▶ **Challenge**: Edit the records below so that every "bounding box" reads "enclosing rectangle", keeping everything else unchanged. Leave the pictures out of your answer.

━━━ Record excerpts

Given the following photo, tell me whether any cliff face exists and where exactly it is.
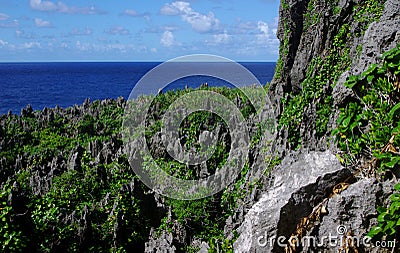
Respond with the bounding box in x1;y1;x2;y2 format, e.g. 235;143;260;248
234;0;400;252
0;0;400;253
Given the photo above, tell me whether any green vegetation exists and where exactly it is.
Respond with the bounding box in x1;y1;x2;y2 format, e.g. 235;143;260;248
333;46;400;173
275;0;383;149
0;87;276;252
368;184;400;240
333;45;400;239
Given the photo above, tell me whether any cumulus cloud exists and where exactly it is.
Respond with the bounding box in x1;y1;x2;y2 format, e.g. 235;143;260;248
29;0;104;14
121;9;150;21
0;39;8;48
160;31;175;47
213;30;231;44
68;26;93;36
160;1;220;33
22;41;42;49
0;13;10;20
0;19;19;28
35;18;51;27
106;26;129;35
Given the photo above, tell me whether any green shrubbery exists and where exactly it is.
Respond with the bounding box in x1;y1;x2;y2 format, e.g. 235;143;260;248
333;45;400;242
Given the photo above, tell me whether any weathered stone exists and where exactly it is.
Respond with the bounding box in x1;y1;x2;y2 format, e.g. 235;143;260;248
234;151;350;252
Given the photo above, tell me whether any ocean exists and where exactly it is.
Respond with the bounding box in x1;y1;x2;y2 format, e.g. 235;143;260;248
0;62;275;114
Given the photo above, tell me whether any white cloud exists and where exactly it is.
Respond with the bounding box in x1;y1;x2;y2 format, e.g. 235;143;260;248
106;26;129;35
213;30;231;44
0;13;10;20
160;1;220;33
0;39;8;48
22;42;42;49
256;21;279;47
121;9;150;21
69;26;93;36
160;31;175;47
29;0;57;11
0;19;19;28
29;0;104;14
35;18;51;27
123;9;139;17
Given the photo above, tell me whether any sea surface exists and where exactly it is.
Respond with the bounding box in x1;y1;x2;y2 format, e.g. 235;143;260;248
0;62;275;114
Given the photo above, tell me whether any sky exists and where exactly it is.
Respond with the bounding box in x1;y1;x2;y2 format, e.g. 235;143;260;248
0;0;279;62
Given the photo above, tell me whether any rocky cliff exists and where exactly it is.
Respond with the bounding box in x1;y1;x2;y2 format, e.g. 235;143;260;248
0;0;400;252
234;0;400;252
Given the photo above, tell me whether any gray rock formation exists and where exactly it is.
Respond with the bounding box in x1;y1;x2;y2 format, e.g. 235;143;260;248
234;151;350;252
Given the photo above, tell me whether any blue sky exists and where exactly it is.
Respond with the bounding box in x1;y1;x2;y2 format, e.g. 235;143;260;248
0;0;279;62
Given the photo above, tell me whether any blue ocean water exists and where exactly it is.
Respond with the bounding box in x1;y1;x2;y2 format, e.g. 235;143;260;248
0;62;275;114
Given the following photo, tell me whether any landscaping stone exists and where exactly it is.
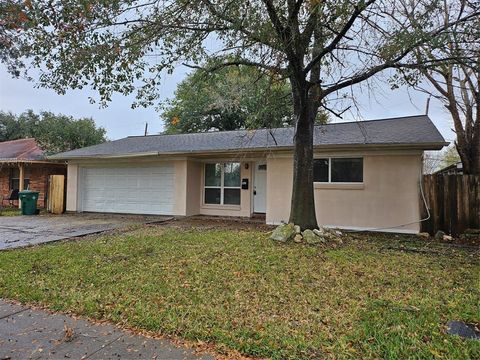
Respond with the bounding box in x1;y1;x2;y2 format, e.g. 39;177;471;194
270;223;295;242
435;230;445;241
447;320;480;340
417;232;430;239
302;229;322;245
293;234;303;243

━━━━━━

▶ **Answer below**:
Given the following photo, tell me whether any cliff face exists and where exactly it is.
Respond with the enclosing rectangle in x1;y1;x2;y2 format, e.g. 235;143;260;248
234;0;400;252
0;0;400;253
Given the photo above, tell me whether any green vegetation exists and where exactly it is.
Respond with the enclosing rectangle in x1;y1;x2;y2 format, e.g. 235;143;260;248
333;46;400;173
275;0;383;149
0;87;276;252
368;184;400;240
333;45;400;239
Given the photo above, tell me whether any cumulus cloud exists and where exactly it is.
Respond with the enclosing rectangle in x1;y1;x2;y2 format, e.g. 235;143;260;248
29;0;104;14
121;9;150;21
0;39;8;48
160;31;175;47
213;30;231;44
68;26;93;36
160;1;220;33
22;41;42;49
0;13;10;20
0;19;19;28
35;18;51;27
106;26;129;35
Given the photo above, tell me whether any green shrubbery exists and where exactly it is.
Respond with the enclosing rectangle in x1;y1;x2;y2 format, e.g. 235;143;260;248
333;45;400;242
Given the photo above, tell me whether any weathered stone exists and where exactly it is.
Respond with the enclosing rectangle in x1;y1;x2;y2 format, e.g. 235;143;260;248
234;151;350;252
Given the photo above, tell me whether any ocean exists and where exactly it is.
Respond with the enclosing rectangle in x1;y1;x2;y2 format, e.g. 235;143;260;248
0;62;275;114
Given the photo above, tell me whether any white cloud exists and where exactly it is.
Respond with the enclosing rectangle in x1;y1;x2;y2 format, e.g. 235;143;260;248
106;26;129;35
213;30;231;44
0;13;10;20
160;1;220;33
0;39;8;48
22;42;42;49
256;21;279;47
121;9;150;21
69;26;93;36
160;31;175;47
29;0;57;11
0;19;19;28
29;0;104;14
35;18;51;27
123;9;139;17
Given the photo above, tell me whether any sea surface exists and where exactly it is.
Respond with the enclosing rectangle in x1;y1;x2;y2 format, e.g. 235;143;260;248
0;62;275;114
Given the photo above, tell me whether any sky exists and where exactly it is.
Respond with the enclosing rectangle in x1;y1;x2;y2 format, e.g. 235;143;260;248
0;0;279;62
Given the photo above, tell me whether any rocky cliff exists and where exactly it is.
Respond with the enclosing rectangle in x1;y1;x2;y2 format, e.g. 235;143;260;248
0;0;400;252
234;0;400;252
Given the photo above, tell me whether any gray rock formation exists and where exactly it is.
Respond with the enclosing rectangle in x1;y1;x2;y2 format, e.g. 235;143;260;248
234;151;350;252
Given the photo above, tell me whether any blue sky exists and where exactly it is.
Respond with the enclosing rectangle in x1;y1;x2;y2 format, e.g. 235;143;260;248
0;0;279;62
Given the photo above, tell me whether any blue ocean water exists and where exactly it is.
Respond with the enclosing rectangle in x1;y1;x2;y2 format, e.g. 235;143;260;248
0;62;275;114
Given the following photo, tell me whether any landscaping stone exists and where exactly it is.
Respond with the enclosing rectangle in x1;y1;x2;y2 format, e.g. 39;177;471;194
270;223;295;242
435;230;445;241
447;320;480;340
417;232;430;239
302;229;322;245
293;234;303;243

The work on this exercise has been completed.